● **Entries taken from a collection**
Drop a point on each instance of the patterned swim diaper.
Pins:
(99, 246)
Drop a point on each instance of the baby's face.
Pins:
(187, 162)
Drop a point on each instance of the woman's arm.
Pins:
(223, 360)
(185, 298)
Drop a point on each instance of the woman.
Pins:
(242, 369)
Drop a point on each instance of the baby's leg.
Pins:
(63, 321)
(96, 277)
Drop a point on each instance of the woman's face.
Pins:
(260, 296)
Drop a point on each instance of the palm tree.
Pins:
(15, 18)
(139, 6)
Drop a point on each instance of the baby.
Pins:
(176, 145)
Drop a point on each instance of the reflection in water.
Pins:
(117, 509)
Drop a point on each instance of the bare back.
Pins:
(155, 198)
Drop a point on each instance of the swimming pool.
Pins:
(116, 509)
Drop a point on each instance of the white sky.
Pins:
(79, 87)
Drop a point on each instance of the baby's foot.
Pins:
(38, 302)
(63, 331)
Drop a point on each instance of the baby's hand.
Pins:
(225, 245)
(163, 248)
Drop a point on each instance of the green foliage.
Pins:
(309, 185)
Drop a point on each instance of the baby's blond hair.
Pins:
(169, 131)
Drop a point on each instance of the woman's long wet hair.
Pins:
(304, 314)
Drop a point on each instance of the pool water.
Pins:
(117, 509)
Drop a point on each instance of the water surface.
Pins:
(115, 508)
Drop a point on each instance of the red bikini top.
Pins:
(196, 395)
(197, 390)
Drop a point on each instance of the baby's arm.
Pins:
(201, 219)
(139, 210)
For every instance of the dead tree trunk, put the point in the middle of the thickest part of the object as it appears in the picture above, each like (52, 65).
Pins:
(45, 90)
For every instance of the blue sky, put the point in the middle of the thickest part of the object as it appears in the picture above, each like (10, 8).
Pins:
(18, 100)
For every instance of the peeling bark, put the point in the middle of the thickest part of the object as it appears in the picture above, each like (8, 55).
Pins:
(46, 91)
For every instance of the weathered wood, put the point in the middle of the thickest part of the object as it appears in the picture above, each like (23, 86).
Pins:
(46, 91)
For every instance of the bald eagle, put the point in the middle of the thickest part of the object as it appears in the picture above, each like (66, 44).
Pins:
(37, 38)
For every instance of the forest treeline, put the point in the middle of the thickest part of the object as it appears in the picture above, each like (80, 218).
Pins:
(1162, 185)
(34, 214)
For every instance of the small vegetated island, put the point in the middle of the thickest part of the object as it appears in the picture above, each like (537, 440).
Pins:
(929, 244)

● **TASK TO COMPLETE**
Each record must be repeated exactly as it is.

● **FULL ANSWER**
Drop a point on each instance of the patterned swim diaper.
Pins:
(99, 246)
Drop a point on each instance of the baby's face.
Pins:
(187, 162)
Drop a point on each instance of the woman's arm.
Pins:
(223, 360)
(185, 298)
Drop a point on each instance of the woman.
Pins:
(242, 369)
Drop a point on each instance of the baby's leg.
Pins:
(63, 321)
(96, 277)
Drop a point on each instance of the woman's face.
Pins:
(260, 296)
Drop a point on each instance of the palm tree.
Pins:
(15, 18)
(139, 6)
Drop a point on each instance of the baby.
Pins:
(176, 145)
Drop a point on each instance of the reflection in water.
Pins:
(117, 509)
Drop a point on each instance of the bare back.
Pins:
(155, 198)
Drop a point on each instance of the swimming pool.
Pins:
(116, 509)
Drop a point on each instance of the white sky.
Pins:
(79, 87)
Drop a point on each instance of the baby's foot.
Pins:
(38, 302)
(63, 331)
Drop a point on each instance of the baby's hand.
Pins:
(225, 245)
(163, 248)
Drop a point on each instance of the green foliage.
Pins:
(309, 185)
Drop a point on each instance of the baby's blond hair.
Pins:
(169, 131)
Drop a point on each instance of the woman's long wet hair.
Pins:
(304, 314)
Drop a point on each instance of the pool water.
Pins:
(117, 509)
Drop a point on each instance of the water surface.
Pins:
(115, 508)
Drop a point on each instance of the red bikini top.
Pins:
(196, 395)
(197, 390)
Drop a point on each instance of the baby's arm.
Pins:
(201, 219)
(139, 210)
For every instance of the dead tree trunk, put the point in the middle of the thickest part of the object as it appears in the picture above, each like (52, 65).
Pins:
(45, 90)
For every instance of the blue sky, put the point in the middle of the thickest part of the object as it appears in the picture above, each like (10, 8).
Pins:
(18, 100)
For every instance of the peeling bark, put the point in the middle of the thickest part of the object as it appears in the picture above, each like (8, 55).
Pins:
(46, 91)
For every instance of the weathered wood, put the point in the middle of the thickest part of the object as it appears in the picture above, each like (23, 86).
Pins:
(46, 91)
For every instance of the bald eagle, put the point in the middle of the thickest part of the object as it appears in the picture above, each like (66, 44).
Pins:
(37, 38)
For every instance of the forest treeline, put the point in the middle of the thickest part of the object as it appears in the picture above, each like (80, 218).
Pins:
(1162, 185)
(34, 214)
For every instance of the small vegetated island, put the point in the middle of the thickest part of the object as it appears in the picture above, each like (537, 440).
Pins:
(929, 244)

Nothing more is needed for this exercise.